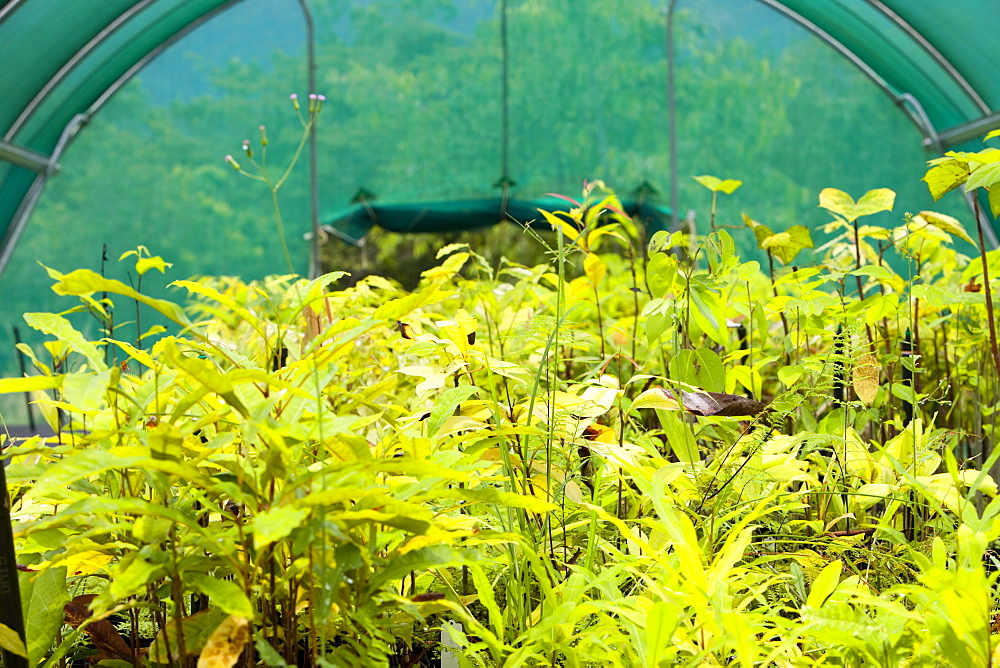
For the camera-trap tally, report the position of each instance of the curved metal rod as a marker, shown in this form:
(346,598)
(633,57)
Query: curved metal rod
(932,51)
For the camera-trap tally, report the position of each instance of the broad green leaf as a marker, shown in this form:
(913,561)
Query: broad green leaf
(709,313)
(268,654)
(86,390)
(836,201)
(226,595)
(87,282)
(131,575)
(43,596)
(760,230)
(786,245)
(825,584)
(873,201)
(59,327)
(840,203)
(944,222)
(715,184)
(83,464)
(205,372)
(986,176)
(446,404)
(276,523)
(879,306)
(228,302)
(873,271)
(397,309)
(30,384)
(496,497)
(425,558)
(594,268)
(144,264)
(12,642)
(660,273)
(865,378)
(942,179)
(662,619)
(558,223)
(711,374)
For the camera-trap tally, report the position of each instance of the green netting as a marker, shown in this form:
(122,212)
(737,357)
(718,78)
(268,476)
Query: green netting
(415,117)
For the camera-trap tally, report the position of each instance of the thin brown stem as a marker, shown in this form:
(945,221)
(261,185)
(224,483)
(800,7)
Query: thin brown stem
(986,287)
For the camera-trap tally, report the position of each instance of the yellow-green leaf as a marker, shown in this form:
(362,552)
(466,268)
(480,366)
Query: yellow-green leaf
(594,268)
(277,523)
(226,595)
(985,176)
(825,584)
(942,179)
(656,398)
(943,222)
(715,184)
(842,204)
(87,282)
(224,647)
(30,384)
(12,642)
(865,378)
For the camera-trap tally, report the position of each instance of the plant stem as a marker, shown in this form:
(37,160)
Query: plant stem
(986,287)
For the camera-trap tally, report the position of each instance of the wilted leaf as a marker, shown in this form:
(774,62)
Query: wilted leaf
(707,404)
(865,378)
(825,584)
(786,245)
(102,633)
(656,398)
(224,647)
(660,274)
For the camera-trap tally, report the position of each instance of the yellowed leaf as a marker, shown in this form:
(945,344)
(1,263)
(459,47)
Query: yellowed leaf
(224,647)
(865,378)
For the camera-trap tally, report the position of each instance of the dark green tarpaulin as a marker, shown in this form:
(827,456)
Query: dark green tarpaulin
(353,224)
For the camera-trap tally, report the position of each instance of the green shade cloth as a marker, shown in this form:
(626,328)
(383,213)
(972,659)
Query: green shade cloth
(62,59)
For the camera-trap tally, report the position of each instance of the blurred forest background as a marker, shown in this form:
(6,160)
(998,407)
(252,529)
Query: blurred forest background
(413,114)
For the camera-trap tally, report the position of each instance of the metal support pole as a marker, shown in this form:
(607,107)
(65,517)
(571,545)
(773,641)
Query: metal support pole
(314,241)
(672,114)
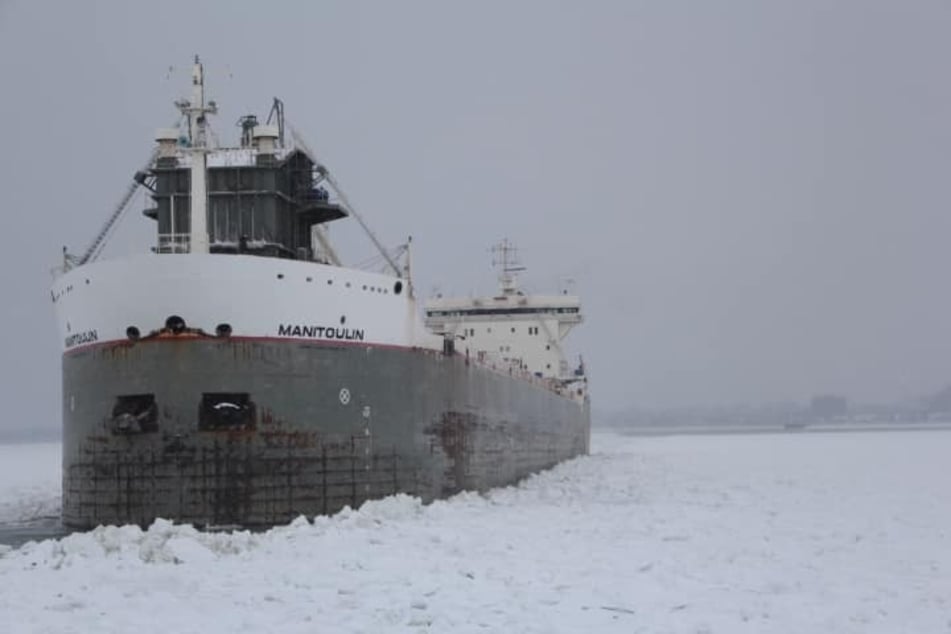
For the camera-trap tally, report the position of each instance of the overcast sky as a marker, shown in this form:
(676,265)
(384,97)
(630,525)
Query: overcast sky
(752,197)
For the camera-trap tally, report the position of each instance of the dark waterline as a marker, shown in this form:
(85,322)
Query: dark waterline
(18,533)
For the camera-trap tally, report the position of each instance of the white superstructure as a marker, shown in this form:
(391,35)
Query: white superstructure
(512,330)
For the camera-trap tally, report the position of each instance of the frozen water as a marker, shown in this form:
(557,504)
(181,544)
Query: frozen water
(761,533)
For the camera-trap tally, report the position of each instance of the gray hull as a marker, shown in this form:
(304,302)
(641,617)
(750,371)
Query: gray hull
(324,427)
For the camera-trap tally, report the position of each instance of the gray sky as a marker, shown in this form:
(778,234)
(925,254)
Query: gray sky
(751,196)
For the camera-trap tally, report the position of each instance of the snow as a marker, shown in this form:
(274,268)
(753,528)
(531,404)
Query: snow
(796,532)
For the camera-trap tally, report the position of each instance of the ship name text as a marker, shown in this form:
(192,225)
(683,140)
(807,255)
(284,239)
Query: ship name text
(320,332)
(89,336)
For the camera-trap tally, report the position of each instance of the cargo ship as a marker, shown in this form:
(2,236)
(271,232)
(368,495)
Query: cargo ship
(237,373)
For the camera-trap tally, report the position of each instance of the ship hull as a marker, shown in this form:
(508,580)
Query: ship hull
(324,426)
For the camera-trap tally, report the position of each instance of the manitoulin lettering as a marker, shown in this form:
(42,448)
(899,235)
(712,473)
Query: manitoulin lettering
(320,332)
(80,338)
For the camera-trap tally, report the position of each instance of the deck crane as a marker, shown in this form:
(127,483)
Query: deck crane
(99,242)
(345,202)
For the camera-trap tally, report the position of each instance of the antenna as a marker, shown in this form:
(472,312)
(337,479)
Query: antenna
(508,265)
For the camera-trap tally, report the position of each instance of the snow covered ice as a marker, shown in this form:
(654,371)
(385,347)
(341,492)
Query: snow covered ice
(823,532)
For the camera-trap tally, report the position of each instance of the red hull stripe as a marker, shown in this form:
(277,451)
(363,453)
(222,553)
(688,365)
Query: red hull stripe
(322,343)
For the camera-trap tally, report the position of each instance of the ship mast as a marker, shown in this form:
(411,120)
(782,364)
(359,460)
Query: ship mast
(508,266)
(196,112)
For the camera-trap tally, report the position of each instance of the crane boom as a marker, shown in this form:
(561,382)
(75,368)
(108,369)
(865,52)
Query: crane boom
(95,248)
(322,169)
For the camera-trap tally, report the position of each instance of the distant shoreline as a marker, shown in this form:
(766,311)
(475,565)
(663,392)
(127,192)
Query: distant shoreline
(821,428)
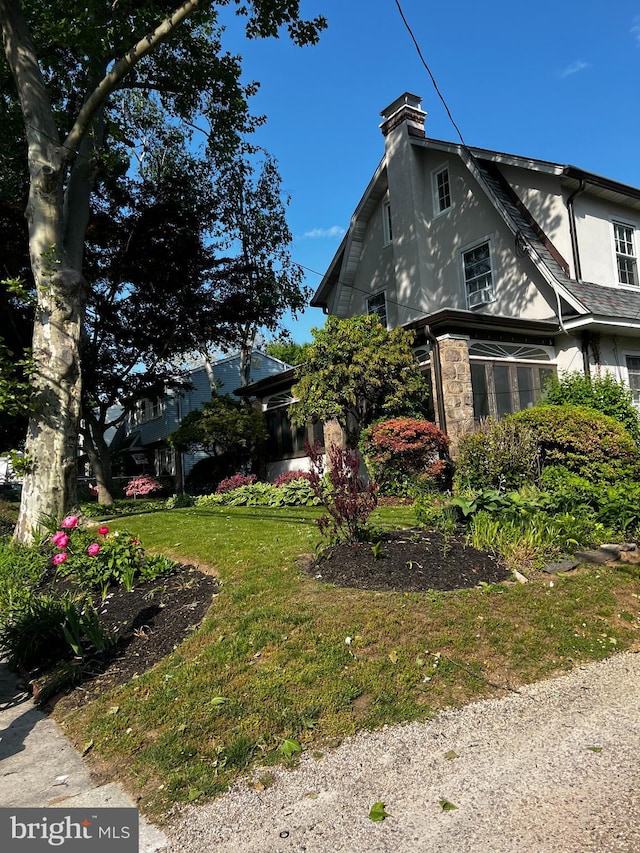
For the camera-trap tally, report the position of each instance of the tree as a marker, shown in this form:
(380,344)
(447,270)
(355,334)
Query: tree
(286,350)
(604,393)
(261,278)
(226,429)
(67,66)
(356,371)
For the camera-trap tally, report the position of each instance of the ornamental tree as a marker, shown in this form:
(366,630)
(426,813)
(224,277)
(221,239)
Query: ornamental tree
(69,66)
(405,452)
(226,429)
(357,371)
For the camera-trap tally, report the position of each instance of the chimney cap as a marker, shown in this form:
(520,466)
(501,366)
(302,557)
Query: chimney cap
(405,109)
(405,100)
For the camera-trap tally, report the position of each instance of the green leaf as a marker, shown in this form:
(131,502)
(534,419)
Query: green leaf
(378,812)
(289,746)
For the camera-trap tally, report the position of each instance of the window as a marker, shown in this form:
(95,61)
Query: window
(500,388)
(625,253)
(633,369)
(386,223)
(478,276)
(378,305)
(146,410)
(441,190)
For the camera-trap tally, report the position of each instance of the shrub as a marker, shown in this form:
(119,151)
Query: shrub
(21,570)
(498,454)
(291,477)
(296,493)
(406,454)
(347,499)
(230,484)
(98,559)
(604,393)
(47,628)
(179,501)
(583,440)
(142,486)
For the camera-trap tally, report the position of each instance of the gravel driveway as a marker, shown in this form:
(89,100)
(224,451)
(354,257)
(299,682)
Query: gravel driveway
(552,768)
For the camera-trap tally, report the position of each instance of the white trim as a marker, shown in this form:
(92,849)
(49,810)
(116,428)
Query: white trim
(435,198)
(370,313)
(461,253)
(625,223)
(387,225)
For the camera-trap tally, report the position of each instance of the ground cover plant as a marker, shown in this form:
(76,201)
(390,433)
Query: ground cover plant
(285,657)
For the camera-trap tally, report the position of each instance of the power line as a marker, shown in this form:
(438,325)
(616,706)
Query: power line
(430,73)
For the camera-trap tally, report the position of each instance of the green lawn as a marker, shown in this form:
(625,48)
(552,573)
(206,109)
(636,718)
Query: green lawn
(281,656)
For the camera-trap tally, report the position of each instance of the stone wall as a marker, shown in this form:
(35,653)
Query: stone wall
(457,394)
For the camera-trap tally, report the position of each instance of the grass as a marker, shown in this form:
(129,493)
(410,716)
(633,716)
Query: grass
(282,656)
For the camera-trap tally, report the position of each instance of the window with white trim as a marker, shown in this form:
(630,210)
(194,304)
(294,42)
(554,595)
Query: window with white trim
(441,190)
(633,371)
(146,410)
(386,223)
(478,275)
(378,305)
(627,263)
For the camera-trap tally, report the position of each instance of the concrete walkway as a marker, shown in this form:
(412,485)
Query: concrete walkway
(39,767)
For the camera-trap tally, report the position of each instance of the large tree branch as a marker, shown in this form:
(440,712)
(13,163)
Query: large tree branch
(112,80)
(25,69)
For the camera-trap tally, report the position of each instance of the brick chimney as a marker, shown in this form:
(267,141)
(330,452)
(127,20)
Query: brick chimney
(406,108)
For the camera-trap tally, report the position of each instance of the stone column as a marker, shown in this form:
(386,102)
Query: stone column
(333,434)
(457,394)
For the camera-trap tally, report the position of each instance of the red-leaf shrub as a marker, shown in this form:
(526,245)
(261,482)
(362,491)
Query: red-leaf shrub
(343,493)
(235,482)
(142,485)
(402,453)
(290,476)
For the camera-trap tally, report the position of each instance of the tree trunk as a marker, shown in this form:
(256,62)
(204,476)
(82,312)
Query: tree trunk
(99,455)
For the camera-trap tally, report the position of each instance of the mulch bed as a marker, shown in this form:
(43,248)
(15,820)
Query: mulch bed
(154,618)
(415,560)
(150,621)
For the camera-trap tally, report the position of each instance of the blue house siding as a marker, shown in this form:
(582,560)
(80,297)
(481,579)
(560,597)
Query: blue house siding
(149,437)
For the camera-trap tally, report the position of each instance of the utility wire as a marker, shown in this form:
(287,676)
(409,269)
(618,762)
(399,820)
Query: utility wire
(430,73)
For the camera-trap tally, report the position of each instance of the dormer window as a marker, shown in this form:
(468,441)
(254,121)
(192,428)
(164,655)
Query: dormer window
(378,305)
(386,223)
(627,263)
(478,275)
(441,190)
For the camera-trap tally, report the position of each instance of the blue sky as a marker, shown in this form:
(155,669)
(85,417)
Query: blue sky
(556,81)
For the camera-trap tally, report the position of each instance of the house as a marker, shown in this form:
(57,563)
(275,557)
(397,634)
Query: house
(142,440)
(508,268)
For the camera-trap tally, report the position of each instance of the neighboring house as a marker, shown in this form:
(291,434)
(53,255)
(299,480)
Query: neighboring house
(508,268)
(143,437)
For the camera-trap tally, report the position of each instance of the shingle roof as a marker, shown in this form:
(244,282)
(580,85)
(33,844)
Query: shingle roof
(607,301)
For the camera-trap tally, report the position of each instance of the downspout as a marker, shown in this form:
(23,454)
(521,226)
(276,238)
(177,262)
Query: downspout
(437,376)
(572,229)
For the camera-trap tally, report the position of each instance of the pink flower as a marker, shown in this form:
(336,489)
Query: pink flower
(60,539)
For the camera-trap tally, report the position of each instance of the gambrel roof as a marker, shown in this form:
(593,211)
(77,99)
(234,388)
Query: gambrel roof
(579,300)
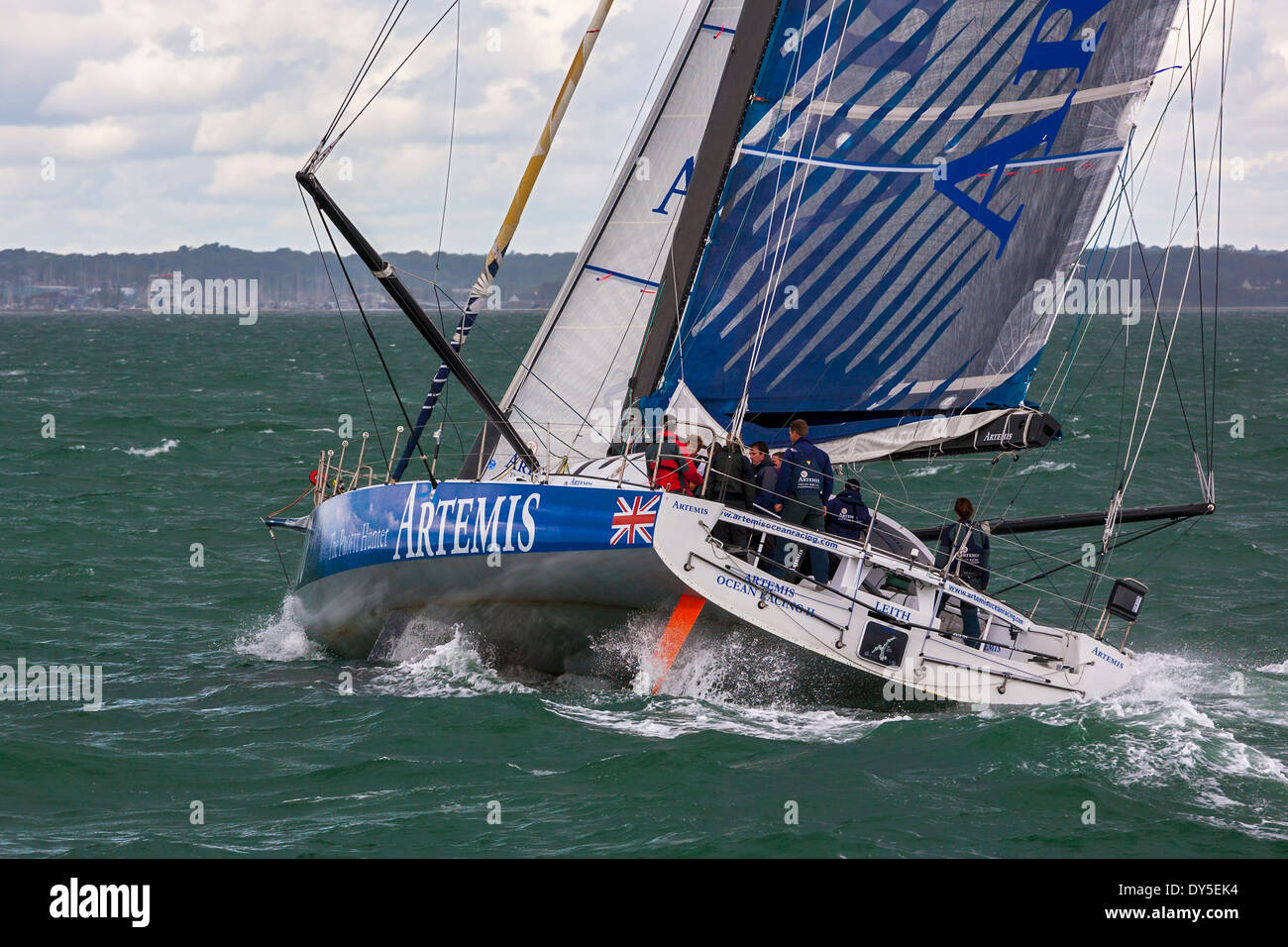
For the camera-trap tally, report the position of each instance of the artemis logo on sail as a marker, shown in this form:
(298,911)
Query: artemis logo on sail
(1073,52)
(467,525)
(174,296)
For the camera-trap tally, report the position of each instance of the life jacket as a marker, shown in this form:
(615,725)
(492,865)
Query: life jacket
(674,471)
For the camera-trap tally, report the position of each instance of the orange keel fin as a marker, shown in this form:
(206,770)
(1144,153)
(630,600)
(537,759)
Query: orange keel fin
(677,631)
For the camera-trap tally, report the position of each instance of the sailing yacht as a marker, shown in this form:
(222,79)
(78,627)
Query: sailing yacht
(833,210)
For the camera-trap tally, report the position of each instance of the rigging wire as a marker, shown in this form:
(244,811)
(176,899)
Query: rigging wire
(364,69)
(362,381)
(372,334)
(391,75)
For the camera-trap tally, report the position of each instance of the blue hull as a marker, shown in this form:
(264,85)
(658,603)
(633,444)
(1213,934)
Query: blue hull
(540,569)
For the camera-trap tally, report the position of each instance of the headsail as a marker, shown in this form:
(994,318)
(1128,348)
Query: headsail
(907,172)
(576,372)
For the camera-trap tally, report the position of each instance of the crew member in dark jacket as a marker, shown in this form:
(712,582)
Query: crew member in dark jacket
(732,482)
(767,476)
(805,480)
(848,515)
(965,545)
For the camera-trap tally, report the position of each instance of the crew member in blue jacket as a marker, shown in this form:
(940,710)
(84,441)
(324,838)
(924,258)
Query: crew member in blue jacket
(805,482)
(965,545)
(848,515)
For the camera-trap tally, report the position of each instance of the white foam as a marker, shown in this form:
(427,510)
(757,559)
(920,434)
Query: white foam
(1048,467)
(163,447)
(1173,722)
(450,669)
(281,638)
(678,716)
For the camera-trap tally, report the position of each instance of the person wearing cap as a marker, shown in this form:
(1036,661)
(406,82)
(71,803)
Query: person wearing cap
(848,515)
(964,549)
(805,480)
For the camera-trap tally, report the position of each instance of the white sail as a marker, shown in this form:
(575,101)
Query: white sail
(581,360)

■ **Task to carry out**: Take the line holding "of the sailing" and all lines after it through the end of the data, and set them down exactly.

■ **Right answer**:
For the camera-trap tally, report the position of each instance of the sailing yacht as a marker, shown in this form:
(222,79)
(78,627)
Query: sailing yacht
(833,210)
For the camera-trap tally, report the position of each instance of the rigging wire as a marker, shown in this form:
(244,811)
(176,899)
Query: rigging wire
(364,69)
(362,381)
(372,334)
(391,75)
For the camera-trap tally, report the position of each instance of the blue hull as a marker, shown in this form:
(264,85)
(658,603)
(633,444)
(1213,934)
Query: blue hull
(540,569)
For the camera-trap tally, report the position of each instance of the headsail as a marker, shown in this form:
(994,318)
(1128,348)
Query: headsail
(907,172)
(576,372)
For the camera-trap tally, report the position of each instance of the crew member in dark jacket as a marker, shown in this form:
(712,582)
Query: crew member in dark jacket
(732,482)
(767,476)
(805,480)
(848,515)
(965,545)
For the camera-trap tally, report the position of each instance of the crew member in blue jacket as a marker, shown in this form:
(940,710)
(84,441)
(324,838)
(924,258)
Query: crew member in blue jacket
(805,482)
(965,545)
(848,515)
For the camera-trap tally, report the position of each instance of the white foam as a marker, shown in this form:
(427,510)
(757,559)
(920,434)
Query: white foam
(1048,467)
(163,447)
(1173,722)
(450,669)
(281,638)
(678,716)
For the camera-trap tally, report the position of each instance of the person wearing cap as a marker, shown in this form:
(1036,661)
(406,82)
(71,803)
Query: person wearing cap
(848,515)
(964,549)
(805,480)
For the camera-trap tally, report the position of each instance of the white sail as a marker, shown in this form:
(575,101)
Query: white sail
(581,360)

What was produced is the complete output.